**WRITTEN INSTRUCTION**.
According to the correlation analysis passage below, how is the Pearson correlation coefficient calculated?

**PASSAGE TO READ**.
We plot these plots side by side using patchwork package:

install.packages(“patchwork”)

Code
library(patchwork)
p1+p2

Correlation Analysis

Correlation refers to the degree of association between two or more variables. It is a statistical measure that describes the strength and direction of the relationship between two or more quantitative variables. The correlation coefficient is a value between -1 and +1, where a value of -1 indicates a perfect negative correlation, +1 indicates a perfect positive correlation, and 0 indicates no correlation.

Correlation does not necessarily imply causation. Just because two variables are correlated does not mean one causes the other. However, correlation can help identify relationships between variables and make predictions based on those relationships.

Pearson Correlation

Pearson correlation is a statistical measure that assesses the linear relationship between two continuous variables. It is also known as Pearson’s r or the Pearson product-moment correlation coefficient. The Pearson correlation coefficient is calculated by dividing the covariance of the two variables by the product of their standard deviations:

We can calculate the Pearson correlation coefficient using the cor() function. method is a character string indicating which correlation coefficient (or covariance) is to be computed. One of pearson (default),kendall, or spearman can be abbreviated. Here’s an example:

Code
df %>% dplyr::select(SOC, NDVI) %>%
      cor(method = "pearson") 
           SOC      NDVI
SOC  1.0000000 0.5870452
NDVI 0.5870452 1.0000000

Nonparametric Correlations

Nonparametric correlations are statistical measures of association between two variables that do not make assumptions about the form of the relationship between the variables. Nonparametric correlations are helpful when the variables are not normally distributed or when the relationship between the variables is not linear.

Two commonly used nonparametric correlation measures are Spearman’s rank correlation coefficient and Kendall’s tau correlation coefficient.

Spearman’s rank correlation coefficient is used to measure the strength and direction of the relationship between two variables when both variables are measured on an ordinal scale. It is calculated by ranking the values of each variable and then calculating the correlation coefficient between the ranks. The coefficient ranges from -1 to 1, with values of -1 indicating a perfect negative correlation, 0 indicating no correlation, and 1 indicating a perfect positive correlation.

Code
df %>% dplyr::select(SOC, NDVI) %>%
      cor(method = "spearman")

**Some records**.
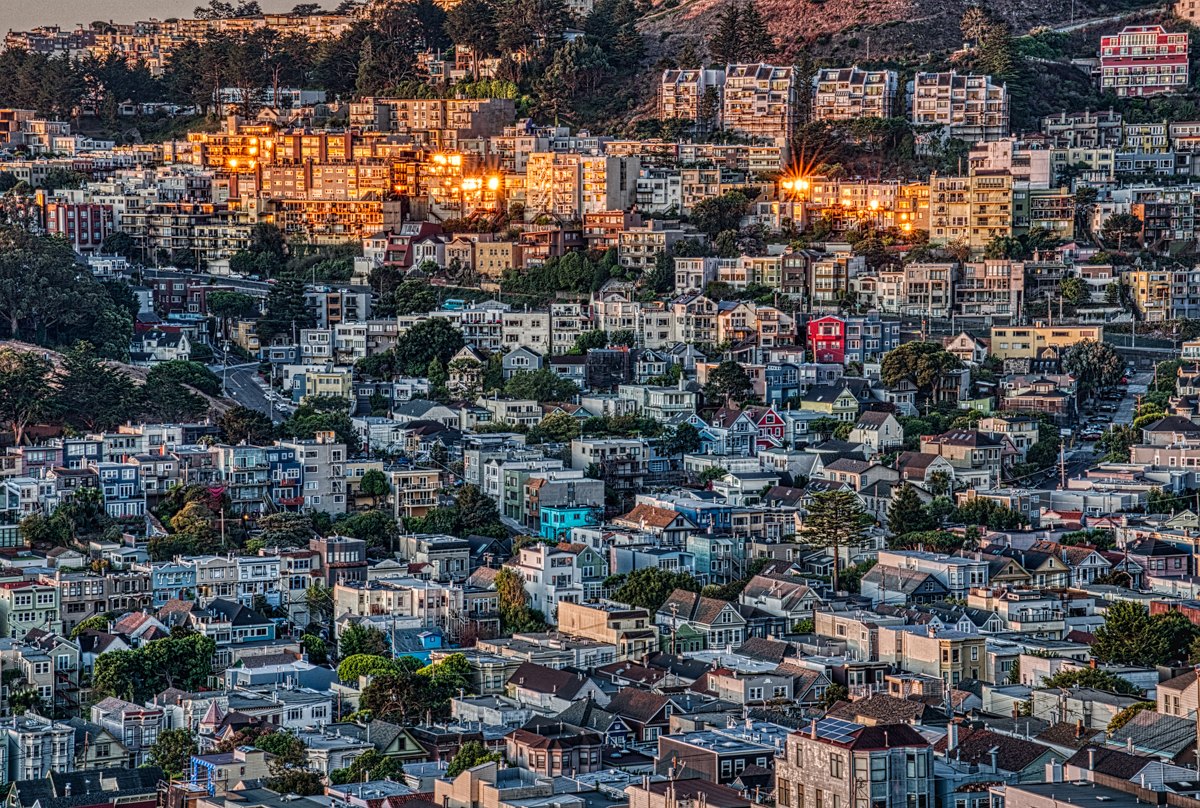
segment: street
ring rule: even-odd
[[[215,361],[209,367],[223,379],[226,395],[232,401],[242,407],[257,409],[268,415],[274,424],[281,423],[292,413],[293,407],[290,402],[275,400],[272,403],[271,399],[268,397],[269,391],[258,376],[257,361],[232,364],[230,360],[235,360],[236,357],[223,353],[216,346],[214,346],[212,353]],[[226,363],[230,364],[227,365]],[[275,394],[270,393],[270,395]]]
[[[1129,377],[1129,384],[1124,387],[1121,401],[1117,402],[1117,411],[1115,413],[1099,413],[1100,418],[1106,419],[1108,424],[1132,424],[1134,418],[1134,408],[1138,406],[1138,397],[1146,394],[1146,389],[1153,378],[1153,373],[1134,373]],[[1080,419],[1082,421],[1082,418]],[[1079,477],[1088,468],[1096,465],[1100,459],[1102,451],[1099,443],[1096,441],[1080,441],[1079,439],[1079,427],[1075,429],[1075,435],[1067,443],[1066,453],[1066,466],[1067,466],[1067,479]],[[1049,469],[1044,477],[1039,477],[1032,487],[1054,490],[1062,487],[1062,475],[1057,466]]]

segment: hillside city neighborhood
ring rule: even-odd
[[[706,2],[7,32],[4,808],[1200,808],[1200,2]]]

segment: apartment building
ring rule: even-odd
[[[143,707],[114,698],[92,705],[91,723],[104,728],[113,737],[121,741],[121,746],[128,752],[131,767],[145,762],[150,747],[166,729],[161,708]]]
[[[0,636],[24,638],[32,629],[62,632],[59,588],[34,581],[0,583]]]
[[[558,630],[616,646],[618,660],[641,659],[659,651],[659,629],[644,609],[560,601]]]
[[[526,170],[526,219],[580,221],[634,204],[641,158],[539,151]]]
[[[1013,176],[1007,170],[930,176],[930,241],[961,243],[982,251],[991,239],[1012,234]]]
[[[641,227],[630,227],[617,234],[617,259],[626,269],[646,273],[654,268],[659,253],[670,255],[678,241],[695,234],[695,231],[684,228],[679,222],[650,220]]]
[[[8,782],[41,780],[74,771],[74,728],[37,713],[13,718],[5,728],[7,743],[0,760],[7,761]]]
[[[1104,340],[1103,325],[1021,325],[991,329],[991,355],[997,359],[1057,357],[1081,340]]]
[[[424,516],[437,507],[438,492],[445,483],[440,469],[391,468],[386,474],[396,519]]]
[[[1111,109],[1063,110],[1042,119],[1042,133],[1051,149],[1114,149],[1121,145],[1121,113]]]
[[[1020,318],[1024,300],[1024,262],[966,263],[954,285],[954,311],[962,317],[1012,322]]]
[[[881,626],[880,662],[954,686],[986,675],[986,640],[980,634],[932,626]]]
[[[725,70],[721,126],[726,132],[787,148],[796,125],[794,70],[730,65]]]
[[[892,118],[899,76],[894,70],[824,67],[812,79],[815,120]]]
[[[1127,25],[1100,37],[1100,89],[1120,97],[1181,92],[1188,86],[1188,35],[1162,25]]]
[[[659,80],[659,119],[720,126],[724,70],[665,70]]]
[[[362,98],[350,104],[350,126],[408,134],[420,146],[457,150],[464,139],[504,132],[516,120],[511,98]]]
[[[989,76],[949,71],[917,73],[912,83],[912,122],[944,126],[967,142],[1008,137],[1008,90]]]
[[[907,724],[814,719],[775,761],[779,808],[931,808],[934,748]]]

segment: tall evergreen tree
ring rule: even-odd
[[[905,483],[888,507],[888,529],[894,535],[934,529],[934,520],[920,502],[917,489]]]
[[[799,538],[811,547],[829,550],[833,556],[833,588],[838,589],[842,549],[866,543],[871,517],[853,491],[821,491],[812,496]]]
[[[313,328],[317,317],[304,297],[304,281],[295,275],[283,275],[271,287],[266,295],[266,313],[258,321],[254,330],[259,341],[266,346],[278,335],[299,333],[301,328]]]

* * *

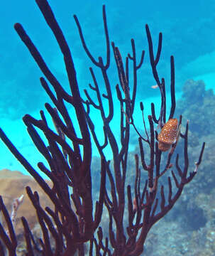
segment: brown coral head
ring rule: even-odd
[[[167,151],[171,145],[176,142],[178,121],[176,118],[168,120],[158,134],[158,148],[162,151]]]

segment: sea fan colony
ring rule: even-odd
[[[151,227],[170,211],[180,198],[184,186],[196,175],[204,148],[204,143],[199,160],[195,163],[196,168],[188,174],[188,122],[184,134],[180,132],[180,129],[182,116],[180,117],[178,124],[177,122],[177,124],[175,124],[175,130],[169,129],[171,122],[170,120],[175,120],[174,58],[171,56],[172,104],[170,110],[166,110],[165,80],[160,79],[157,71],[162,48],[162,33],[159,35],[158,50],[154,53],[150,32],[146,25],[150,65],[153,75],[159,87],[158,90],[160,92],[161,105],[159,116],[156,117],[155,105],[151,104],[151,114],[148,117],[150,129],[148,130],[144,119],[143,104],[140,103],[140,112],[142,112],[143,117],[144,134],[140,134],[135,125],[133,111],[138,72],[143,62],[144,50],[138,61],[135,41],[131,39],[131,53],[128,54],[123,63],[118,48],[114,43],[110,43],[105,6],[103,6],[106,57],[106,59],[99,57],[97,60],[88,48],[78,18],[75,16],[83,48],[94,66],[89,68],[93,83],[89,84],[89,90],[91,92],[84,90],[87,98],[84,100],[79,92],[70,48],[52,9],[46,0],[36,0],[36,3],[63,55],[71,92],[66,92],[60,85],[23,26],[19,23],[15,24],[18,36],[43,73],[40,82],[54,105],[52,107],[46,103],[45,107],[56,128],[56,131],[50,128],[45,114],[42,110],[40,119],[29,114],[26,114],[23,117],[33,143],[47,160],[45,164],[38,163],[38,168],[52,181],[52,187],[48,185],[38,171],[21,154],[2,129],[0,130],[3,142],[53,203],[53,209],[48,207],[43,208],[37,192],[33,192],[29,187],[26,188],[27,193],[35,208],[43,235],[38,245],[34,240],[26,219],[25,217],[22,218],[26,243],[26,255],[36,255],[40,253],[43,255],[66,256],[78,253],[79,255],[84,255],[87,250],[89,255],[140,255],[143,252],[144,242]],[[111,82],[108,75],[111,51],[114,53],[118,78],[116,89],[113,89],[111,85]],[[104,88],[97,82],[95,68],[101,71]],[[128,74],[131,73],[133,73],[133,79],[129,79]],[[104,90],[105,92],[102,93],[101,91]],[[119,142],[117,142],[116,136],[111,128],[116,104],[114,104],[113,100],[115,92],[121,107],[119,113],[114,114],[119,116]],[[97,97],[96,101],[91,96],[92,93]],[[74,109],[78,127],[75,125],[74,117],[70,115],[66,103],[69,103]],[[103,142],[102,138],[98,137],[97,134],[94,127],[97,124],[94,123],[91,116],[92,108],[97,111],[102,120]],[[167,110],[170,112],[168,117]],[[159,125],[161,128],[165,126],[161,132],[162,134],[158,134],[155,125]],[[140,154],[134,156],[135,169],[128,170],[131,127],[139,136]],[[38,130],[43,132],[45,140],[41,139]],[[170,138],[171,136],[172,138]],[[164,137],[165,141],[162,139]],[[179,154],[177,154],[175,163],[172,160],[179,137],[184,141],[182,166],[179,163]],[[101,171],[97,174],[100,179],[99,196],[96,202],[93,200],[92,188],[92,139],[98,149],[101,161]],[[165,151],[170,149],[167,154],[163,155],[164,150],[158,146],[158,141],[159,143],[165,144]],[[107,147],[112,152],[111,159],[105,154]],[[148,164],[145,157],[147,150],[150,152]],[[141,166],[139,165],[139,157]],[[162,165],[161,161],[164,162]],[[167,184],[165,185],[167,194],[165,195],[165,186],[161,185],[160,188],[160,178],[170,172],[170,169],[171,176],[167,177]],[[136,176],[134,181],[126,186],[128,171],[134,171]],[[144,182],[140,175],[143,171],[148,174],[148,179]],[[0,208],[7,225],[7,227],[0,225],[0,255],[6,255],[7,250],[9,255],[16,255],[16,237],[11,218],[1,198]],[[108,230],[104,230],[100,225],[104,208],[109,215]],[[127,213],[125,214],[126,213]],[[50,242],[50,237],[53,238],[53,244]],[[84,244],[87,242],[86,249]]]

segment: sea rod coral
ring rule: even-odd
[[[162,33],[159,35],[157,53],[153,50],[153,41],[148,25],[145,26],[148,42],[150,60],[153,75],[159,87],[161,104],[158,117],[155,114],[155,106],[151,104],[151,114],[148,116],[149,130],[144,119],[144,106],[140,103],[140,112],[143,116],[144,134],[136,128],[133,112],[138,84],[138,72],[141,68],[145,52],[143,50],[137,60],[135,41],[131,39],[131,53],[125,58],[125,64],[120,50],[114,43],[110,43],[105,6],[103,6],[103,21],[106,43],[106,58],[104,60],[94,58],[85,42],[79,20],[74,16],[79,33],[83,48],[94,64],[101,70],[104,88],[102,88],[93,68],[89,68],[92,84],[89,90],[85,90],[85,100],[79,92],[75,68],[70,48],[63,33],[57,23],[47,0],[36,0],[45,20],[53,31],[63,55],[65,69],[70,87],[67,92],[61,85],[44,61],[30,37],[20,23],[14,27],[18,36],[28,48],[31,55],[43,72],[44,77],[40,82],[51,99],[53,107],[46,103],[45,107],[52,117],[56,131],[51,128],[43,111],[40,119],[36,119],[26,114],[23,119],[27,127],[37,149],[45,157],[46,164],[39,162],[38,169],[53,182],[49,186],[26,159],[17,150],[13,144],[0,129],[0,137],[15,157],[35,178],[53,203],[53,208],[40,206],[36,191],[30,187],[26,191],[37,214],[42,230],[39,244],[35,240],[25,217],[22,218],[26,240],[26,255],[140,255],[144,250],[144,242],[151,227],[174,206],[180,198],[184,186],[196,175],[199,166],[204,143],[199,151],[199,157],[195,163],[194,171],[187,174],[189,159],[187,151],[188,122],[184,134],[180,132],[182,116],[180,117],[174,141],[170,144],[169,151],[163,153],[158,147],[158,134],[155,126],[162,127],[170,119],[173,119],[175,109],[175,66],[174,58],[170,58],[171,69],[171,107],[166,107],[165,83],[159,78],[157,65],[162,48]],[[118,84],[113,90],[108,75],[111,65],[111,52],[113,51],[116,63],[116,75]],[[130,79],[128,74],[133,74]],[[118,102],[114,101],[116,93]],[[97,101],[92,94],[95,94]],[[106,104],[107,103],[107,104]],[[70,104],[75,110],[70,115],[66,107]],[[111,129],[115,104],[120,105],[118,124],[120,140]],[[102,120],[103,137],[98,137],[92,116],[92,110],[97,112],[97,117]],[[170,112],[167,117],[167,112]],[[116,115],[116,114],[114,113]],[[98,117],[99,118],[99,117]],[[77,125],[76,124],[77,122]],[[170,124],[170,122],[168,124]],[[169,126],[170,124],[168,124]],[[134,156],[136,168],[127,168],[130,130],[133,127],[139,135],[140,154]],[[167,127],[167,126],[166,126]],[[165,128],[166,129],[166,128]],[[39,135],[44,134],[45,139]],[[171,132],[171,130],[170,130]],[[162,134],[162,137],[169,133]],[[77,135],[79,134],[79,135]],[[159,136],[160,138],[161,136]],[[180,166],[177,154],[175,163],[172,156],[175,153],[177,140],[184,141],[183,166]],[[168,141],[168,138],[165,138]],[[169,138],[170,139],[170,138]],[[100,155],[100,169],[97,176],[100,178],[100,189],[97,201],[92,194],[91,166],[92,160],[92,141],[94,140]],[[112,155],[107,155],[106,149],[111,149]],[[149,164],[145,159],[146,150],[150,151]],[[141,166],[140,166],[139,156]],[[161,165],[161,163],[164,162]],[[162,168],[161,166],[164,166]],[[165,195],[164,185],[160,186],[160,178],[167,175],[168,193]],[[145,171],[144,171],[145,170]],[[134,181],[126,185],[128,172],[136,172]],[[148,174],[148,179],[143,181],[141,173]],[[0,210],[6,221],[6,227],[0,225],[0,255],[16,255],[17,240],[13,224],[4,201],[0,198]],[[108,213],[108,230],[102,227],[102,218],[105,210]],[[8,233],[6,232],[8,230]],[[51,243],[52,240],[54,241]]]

...

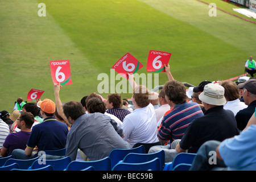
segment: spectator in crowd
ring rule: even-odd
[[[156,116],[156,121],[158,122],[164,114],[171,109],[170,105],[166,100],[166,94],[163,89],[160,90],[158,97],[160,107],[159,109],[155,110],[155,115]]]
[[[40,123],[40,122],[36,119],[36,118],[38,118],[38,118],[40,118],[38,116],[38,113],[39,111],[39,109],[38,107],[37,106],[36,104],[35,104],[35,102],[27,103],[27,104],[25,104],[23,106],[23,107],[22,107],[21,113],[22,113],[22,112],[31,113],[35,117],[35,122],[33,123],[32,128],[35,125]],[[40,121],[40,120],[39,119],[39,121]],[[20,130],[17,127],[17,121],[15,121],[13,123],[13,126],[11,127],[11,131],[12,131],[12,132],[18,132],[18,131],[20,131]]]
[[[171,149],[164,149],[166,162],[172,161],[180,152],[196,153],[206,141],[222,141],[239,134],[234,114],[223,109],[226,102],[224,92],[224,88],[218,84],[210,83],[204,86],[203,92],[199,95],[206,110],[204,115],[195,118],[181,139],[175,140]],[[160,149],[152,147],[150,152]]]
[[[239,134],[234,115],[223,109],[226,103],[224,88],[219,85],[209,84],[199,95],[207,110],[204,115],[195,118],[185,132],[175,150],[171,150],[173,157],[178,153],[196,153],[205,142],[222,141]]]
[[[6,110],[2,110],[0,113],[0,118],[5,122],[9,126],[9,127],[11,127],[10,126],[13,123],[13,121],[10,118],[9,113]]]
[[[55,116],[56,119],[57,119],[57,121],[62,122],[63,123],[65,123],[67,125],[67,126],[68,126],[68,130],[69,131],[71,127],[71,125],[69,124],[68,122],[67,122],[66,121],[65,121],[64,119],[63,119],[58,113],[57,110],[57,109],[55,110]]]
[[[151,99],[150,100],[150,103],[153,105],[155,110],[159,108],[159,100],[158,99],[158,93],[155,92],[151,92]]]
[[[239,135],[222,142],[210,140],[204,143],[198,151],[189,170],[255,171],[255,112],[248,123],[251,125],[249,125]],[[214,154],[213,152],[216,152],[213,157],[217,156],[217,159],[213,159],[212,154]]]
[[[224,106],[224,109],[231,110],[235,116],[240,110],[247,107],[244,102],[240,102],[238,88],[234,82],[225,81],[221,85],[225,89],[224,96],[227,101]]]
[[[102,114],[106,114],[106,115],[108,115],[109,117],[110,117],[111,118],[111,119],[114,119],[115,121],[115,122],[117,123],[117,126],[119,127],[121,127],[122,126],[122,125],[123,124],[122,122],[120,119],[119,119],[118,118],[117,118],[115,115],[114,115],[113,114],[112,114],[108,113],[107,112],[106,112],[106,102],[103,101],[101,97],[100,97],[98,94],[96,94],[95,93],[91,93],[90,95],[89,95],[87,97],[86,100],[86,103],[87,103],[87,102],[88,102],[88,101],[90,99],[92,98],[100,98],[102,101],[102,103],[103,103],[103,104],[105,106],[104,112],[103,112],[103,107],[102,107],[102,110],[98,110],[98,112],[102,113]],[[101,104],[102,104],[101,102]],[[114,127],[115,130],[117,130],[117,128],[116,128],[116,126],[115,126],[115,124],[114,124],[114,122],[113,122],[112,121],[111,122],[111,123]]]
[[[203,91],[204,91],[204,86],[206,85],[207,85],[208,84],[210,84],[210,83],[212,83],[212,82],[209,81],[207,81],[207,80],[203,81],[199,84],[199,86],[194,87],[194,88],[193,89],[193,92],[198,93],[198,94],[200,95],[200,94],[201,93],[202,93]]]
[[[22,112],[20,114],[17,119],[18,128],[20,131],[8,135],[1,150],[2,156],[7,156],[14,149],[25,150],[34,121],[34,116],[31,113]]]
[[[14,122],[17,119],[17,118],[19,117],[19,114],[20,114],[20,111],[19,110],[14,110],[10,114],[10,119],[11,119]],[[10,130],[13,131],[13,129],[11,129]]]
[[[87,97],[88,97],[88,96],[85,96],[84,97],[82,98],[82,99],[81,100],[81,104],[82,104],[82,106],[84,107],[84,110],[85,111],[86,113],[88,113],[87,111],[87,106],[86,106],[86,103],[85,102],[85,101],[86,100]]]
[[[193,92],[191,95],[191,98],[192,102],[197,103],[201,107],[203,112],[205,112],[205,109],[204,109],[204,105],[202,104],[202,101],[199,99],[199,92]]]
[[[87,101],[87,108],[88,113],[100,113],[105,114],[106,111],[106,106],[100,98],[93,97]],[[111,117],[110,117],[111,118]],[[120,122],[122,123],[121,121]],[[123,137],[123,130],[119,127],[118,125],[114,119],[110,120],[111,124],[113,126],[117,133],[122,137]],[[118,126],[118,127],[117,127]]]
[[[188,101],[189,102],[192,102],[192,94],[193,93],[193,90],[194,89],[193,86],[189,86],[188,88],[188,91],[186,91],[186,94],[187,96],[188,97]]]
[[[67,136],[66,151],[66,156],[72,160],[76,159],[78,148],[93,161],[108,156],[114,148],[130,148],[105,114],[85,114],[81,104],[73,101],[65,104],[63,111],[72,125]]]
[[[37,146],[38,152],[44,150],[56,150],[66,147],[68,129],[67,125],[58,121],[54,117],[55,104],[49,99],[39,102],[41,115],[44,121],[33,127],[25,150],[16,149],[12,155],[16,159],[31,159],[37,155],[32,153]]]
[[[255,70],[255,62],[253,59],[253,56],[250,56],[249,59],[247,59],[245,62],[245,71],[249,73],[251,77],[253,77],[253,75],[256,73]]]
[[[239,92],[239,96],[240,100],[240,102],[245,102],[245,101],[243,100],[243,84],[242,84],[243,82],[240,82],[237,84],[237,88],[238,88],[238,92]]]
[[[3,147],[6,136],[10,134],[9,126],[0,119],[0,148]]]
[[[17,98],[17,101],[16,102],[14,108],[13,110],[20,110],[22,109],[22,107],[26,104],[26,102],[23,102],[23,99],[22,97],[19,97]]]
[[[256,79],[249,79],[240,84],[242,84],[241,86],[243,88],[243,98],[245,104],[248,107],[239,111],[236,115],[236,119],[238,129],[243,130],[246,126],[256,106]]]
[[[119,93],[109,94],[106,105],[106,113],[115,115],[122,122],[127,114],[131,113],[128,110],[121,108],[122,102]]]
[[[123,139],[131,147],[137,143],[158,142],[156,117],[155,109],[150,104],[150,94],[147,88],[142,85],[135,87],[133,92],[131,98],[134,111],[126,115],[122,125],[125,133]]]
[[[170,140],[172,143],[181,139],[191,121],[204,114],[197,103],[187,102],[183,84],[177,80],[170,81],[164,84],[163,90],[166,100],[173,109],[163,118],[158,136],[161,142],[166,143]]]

**EXERCISE SOLUTION**.
By dividing the covariance of the two variables by the product of their standard deviations.